◆ EXCERPT:
Table 2. TX2 main performance indicators.
Table 3. GPU related parameters of TX2.

3.5 Front-End Parallelization

For the front-end based on the feature point method, the main processing procedures are image feature extraction and matching. They consume more than half of the computing resources and are calculated for images, so this part is particularly suitable for parallelization. In the following subsections, we will analyze how the procedures of image feature extraction and matching can be parallelized. Then we parallelize the relevant parts by CUDA, and finally test the execution efficiency of GPU parallelization through experiments.

Front-End Parallelizable Analysis.

After the front-end obtains a frame of images transmitted from the visual sensor, it constructs an image Gaussian pyramid based on the original image first. Afterwards, the key points and feature vectors are extracted from each image layer of the image pyramid to ensure that the ORB features are scale-invariant. Finally, all key points and feature vectors extracted from each image layer will be mapped to the original image, but this makes the image features of each original image too dense and repetitive. Therefore, it is necessary to delete the repeated feature points and perform non-maximum suppression on the rest of feature points to ensure that the distribution of the feature points is relatively uniform and to improve the effect of image matching. The main calculation procedure of the feature extraction (see Fig. 7) is as follows:

  1. 1.

    Construct image Gaussian pyramid.

  2. 2.

    Perform FAST key points detection in each image layer of the pyramid.

  3. 3.

    Perform coordinate normalization in image layers of different sizes.

  4. 4.

    Delete duplicate FAST key points. Compare each key point with the corresponding key point in the upper and lower adjacent image layers at the same scale, and keep the key point with the largest response value.

  5. 5.

[Coordinate annotation records]
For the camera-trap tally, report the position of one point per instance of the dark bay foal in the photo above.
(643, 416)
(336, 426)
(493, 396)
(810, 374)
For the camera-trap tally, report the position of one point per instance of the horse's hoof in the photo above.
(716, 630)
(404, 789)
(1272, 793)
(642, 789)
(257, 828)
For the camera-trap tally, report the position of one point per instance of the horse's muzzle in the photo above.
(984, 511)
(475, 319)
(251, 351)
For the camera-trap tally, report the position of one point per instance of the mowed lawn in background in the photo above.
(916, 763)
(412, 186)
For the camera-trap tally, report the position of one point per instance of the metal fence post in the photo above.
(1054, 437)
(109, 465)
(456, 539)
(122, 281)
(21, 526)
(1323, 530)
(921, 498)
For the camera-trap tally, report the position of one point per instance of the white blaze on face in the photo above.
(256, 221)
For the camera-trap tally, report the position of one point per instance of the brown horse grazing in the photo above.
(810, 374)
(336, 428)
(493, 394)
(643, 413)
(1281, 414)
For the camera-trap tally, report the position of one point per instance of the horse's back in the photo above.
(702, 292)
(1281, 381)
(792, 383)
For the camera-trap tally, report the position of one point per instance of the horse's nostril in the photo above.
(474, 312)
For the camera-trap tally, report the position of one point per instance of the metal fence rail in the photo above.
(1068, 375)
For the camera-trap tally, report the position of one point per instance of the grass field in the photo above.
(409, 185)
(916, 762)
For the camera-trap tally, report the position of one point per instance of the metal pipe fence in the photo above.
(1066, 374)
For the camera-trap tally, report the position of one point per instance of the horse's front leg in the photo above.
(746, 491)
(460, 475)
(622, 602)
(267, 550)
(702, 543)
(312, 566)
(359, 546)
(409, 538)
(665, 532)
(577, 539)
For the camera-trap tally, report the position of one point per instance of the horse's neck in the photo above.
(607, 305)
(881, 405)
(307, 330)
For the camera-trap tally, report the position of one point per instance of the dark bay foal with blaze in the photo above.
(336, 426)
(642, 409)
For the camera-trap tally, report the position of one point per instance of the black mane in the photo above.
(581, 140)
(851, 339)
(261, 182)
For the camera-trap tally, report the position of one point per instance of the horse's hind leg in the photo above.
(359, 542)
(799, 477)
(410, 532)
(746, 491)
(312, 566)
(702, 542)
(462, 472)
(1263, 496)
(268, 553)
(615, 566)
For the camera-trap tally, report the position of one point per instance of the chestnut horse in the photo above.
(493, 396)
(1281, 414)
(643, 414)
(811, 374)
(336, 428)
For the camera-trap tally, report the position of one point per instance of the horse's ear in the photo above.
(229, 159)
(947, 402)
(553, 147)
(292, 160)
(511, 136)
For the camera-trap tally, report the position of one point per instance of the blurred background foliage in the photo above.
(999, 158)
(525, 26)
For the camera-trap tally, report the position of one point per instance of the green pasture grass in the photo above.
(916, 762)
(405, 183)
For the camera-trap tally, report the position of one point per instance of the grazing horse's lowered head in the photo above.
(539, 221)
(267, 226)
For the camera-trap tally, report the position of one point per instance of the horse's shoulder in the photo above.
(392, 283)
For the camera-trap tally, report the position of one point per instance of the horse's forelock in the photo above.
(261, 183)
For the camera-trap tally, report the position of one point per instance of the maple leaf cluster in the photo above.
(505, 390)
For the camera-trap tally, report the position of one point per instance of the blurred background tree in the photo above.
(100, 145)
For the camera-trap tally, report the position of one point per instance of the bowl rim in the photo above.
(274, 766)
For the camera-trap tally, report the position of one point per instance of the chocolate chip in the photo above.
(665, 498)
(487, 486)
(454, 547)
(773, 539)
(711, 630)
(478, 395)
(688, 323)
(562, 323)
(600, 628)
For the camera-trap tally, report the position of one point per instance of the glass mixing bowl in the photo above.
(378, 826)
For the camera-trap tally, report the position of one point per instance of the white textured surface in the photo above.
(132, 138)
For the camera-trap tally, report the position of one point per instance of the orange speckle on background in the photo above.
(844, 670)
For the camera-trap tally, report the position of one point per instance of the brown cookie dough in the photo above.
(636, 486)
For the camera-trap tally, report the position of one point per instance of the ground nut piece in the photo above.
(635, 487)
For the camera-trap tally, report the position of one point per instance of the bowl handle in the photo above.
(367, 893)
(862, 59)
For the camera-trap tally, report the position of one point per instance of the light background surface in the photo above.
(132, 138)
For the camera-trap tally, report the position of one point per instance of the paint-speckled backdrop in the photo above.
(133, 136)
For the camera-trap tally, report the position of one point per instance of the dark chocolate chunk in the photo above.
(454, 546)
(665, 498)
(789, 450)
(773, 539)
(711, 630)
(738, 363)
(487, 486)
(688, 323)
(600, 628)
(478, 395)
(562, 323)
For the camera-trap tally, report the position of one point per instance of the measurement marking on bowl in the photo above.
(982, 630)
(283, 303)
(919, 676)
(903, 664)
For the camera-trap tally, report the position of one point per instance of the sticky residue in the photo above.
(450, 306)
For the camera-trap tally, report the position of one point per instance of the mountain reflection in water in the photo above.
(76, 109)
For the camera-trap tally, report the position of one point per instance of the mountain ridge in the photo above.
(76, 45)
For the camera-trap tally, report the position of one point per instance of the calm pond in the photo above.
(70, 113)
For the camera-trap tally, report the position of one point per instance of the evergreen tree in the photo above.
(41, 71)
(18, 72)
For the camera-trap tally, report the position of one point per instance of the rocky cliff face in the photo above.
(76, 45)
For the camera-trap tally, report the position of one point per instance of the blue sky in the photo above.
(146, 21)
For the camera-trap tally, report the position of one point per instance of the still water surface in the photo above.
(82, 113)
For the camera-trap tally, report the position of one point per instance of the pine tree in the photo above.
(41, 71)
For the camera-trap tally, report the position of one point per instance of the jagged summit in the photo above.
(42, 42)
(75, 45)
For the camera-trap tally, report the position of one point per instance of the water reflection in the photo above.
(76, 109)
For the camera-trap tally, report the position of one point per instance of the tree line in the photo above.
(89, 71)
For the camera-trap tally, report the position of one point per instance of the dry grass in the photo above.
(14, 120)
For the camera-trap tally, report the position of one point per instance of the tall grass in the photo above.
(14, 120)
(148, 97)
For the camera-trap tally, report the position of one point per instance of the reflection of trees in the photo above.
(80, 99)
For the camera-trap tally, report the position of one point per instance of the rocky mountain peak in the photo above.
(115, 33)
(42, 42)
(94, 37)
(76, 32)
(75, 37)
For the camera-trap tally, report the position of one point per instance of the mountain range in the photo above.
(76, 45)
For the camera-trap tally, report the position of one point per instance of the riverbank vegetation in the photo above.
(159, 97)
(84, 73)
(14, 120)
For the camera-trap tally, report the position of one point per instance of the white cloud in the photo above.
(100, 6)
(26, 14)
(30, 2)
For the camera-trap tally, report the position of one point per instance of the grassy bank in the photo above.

◆ WHAT TO DO:
1. In the front-end parallelization excerpt, rewrite the stretch from "After the front-end" through "image Gaussian pyramid.", substituting "keypoints" for "key points".
2. According to the front-end parallelization excerpt, which processing procedures consume more than half of the computing resources in a front-end based on the feature point method?

◆ SOLUTIONS TO THE TASKS:
1.
After the front-end obtains a frame of images transmitted from the visual sensor, it constructs an image Gaussian pyramid based on the original image first. Afterwards, the keypoints and feature vectors are extracted from each image layer of the image pyramid to ensure that the ORB features are scale-invariant. Finally, all keypoints and feature vectors extracted from each image layer will be mapped to the original image, but this makes the image features of each original image too dense and repetitive. Therefore, it is necessary to delete the repeated feature points and perform non-maximum suppression on the rest of feature points to ensure that the distribution of the feature points is relatively uniform and to improve the effect of image matching. The main calculation procedure of the feature extraction (see Fig. 7) is as follows:

  1. 1.

    Construct image Gaussian pyramid.

2. Image feature extraction and matching.